Rows from a pointing dataset:
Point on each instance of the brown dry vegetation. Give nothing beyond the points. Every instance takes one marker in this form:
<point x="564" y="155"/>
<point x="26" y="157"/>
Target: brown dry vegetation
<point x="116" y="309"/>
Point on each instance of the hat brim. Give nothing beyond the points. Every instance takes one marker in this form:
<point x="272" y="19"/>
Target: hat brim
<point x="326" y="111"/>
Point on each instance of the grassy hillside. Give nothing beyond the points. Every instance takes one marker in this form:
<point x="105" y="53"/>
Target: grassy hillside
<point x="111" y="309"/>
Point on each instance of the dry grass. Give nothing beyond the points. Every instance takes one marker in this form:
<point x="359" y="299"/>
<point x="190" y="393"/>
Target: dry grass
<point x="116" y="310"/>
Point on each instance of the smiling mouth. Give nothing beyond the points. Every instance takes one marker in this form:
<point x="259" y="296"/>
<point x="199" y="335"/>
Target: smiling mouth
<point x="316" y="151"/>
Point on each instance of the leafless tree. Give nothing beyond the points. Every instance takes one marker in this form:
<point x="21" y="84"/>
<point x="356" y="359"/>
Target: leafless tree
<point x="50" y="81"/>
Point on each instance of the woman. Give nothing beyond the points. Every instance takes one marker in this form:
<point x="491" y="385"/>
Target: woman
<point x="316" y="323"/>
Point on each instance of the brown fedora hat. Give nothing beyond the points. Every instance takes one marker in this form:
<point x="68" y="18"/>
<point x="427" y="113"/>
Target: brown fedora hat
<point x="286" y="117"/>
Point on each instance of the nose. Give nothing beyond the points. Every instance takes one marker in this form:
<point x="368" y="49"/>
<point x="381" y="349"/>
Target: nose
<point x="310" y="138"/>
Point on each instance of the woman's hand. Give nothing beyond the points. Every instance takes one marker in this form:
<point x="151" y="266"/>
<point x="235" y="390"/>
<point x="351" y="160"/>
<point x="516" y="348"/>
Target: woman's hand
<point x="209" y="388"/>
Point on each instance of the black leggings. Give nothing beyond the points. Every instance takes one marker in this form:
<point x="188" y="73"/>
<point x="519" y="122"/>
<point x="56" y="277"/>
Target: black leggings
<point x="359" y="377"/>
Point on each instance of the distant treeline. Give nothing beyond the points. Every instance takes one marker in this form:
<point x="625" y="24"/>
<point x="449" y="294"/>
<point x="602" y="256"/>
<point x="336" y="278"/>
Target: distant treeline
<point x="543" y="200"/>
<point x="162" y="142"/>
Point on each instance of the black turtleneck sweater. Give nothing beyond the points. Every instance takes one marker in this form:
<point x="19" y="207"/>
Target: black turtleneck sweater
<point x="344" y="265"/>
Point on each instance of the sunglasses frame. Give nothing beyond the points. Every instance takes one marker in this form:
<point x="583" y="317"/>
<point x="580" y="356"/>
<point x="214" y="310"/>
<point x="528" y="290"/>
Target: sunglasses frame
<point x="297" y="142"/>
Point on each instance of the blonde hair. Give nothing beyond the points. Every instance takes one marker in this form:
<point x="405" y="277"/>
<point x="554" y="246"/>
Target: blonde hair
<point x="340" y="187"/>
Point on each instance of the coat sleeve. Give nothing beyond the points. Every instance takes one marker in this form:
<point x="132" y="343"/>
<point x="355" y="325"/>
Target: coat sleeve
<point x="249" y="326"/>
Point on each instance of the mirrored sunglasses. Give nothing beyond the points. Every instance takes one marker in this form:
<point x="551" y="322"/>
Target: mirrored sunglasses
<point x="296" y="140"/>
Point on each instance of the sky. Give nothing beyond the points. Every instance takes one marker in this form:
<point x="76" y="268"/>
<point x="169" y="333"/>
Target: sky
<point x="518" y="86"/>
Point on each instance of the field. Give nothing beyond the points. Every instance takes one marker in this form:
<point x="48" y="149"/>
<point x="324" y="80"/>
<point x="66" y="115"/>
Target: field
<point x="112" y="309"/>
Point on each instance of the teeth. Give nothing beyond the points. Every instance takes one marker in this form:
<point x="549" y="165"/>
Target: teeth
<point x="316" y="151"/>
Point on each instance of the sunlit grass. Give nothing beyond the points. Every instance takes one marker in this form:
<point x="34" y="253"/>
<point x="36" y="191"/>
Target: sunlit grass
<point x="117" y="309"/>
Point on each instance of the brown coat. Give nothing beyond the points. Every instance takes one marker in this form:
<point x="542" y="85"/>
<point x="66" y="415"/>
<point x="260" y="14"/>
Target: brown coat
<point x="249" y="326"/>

*REQUIREMENTS*
Recopy the whole listing exactly.

*EXERCISE SOLUTION*
Point on each instance of the brown dry vegetation. Give nothing beyond the points. Every instance takes one marker in this form:
<point x="564" y="155"/>
<point x="26" y="157"/>
Target: brown dry vegetation
<point x="116" y="309"/>
Point on each instance of the hat brim. Give nothing beyond the points. Every instance takes one marker in this form:
<point x="272" y="19"/>
Target: hat brim
<point x="326" y="111"/>
Point on each instance of the grassy hillside. Give nothing beyond the points. Every instance takes one marker in this form:
<point x="105" y="53"/>
Target: grassy hillside
<point x="111" y="309"/>
Point on each instance of the dry grass. Give nothing beyond the points. Every instance takes one marker in this form:
<point x="359" y="299"/>
<point x="190" y="393"/>
Target: dry grass
<point x="116" y="310"/>
Point on each instance of the smiling mouth. Give nothing beyond the points. Every instance takes one marker in this form:
<point x="259" y="296"/>
<point x="199" y="335"/>
Target: smiling mouth
<point x="316" y="151"/>
Point on each instance of the leafless tree. Give nothing beyond the points. Every instance takes one marker in this form:
<point x="21" y="84"/>
<point x="356" y="359"/>
Target: leafless tree
<point x="50" y="81"/>
Point on each instance of the woman. Give nothing beyond the points. Every instance takes one marker in this form:
<point x="491" y="385"/>
Target: woman
<point x="316" y="323"/>
Point on each instance of the brown fedora hat. Give nothing beyond the points. Every instance takes one marker in this form:
<point x="68" y="18"/>
<point x="427" y="113"/>
Target: brown fedora hat
<point x="286" y="117"/>
Point on each instance of the nose. Give nothing beyond the points. Every instance takes one marker in this form:
<point x="368" y="49"/>
<point x="381" y="349"/>
Target: nose
<point x="310" y="138"/>
Point on each instance of the woman's hand. Give nothing beyond the points. Every instance takes one marker in this form:
<point x="151" y="266"/>
<point x="235" y="390"/>
<point x="351" y="160"/>
<point x="516" y="348"/>
Target: woman's hand
<point x="209" y="388"/>
Point on each instance of the black leggings. Give nothing beyond the points. Every instance takes one marker in this form:
<point x="188" y="73"/>
<point x="519" y="122"/>
<point x="56" y="277"/>
Target: black leggings
<point x="359" y="377"/>
Point on each instance of the distant treeline. Give nothing beyond the points. Every instance takes one marker in this form:
<point x="625" y="24"/>
<point x="449" y="294"/>
<point x="602" y="256"/>
<point x="336" y="278"/>
Target: distant treeline
<point x="543" y="200"/>
<point x="162" y="142"/>
Point on each instance of the black turtleneck sweater. Give nothing beyond the points. Every instance takes one marker in this form:
<point x="19" y="207"/>
Target: black turtleneck sweater
<point x="344" y="265"/>
Point on each instance of the sunglasses frame. Give nothing beyond the points. Every instance takes one marker in this form:
<point x="583" y="317"/>
<point x="580" y="356"/>
<point x="214" y="310"/>
<point x="528" y="290"/>
Target: sunglasses frame
<point x="297" y="142"/>
Point on each instance of the blonde hair. Give nothing beyond the points. Every instance takes one marker in this form:
<point x="405" y="277"/>
<point x="554" y="246"/>
Target: blonde hair
<point x="340" y="187"/>
Point on each instance of the coat sleeve. Give nothing beyond the points. Every instance takes one marker in this form:
<point x="132" y="343"/>
<point x="355" y="325"/>
Target: coat sleeve
<point x="249" y="326"/>
Point on each instance of the mirrored sunglasses. Give nothing beyond the points. Every instance takes one marker in this form:
<point x="551" y="322"/>
Target: mirrored sunglasses
<point x="296" y="140"/>
Point on each instance of the sky. Give nothing beyond the points. Every instance takes one marker in this form:
<point x="76" y="268"/>
<point x="169" y="333"/>
Target: sky
<point x="518" y="86"/>
Point on each instance of the field. Give nothing beyond the points. Every instance takes one marker in this form:
<point x="48" y="149"/>
<point x="324" y="80"/>
<point x="66" y="115"/>
Target: field
<point x="112" y="309"/>
Point on each instance of the teeth. Give nothing beyond the points. Every instance takes one marker in this form:
<point x="549" y="165"/>
Target: teeth
<point x="316" y="151"/>
Point on each instance of the sunlit grass. Give nothing beyond the points. Every instance takes one marker in this form:
<point x="34" y="253"/>
<point x="36" y="191"/>
Target: sunlit grass
<point x="117" y="309"/>
Point on each instance of the brown coat. Give nothing beyond the points. Every instance takes one marker in this form:
<point x="542" y="85"/>
<point x="66" y="415"/>
<point x="260" y="14"/>
Target: brown coat
<point x="249" y="326"/>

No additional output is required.